#### Extract to read:
::::::::::
# Thinkube Storage Guide

Learn how to use persistent storage in the Thinkube Jupyter environment.

## Storage Architecture

Thinkube uses SeaweedFS for persistent storage with the following mount points:

- `/home/jovyan/thinkube/notebooks/` - Your personal notebooks (100GB)
- `/home/jovyan/thinkube/datasets/` - Shared datasets (500GB)
- `/home/jovyan/thinkube/models/` - Shared models (200GB)

All data in these directories persists across pod restarts.

## Check Storage Availability

In [None]:
import os
import subprocess

# Check disk usage
def get_disk_usage(path):
    result = subprocess.run(['df', '-h', path], capture_output=True, text=True)
    return result.stdout

print("Notebooks storage:")
print(get_disk_usage('/home/jovyan/thinkube/notebooks'))

print("\nDatasets storage:")
print(get_disk_usage('/home/jovyan/thinkube/datasets'))

print("\nModels storage:")
::::::::::
#### Excerpted records:
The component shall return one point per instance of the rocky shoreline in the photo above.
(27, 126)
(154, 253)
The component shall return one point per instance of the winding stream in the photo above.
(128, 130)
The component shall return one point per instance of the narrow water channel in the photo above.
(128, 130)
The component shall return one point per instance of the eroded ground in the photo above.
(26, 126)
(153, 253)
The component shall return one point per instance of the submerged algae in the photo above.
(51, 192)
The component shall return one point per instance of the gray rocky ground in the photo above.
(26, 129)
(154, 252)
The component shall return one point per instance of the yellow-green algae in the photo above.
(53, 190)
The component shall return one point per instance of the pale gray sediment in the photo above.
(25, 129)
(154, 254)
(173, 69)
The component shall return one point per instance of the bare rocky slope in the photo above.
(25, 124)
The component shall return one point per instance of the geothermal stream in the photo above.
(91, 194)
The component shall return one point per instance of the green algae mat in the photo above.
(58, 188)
::::::::::
#### To be done:
1. Summarize the storage guide in three sentences.
2. Identify every line of the entries that contains the word "algae", and copy each one. Case counts.
The storage guide and the entries are unrelated to each other.

#### Exercise responses:
1. The Thinkube Jupyter environment uses SeaweedFS for persistent storage. It provides mount points for personal notebooks (100GB), shared datasets (500GB) and shared models (200GB), and data in these directories persists across pod restarts. The guide also includes Python code that uses `df -h` to check disk usage for the notebooks and datasets directories.

2.
The component shall return one point per instance of the submerged algae in the photo above.
The component shall return one point per instance of the yellow-green algae in the photo above.
The component shall return one point per instance of the green algae mat in the photo above.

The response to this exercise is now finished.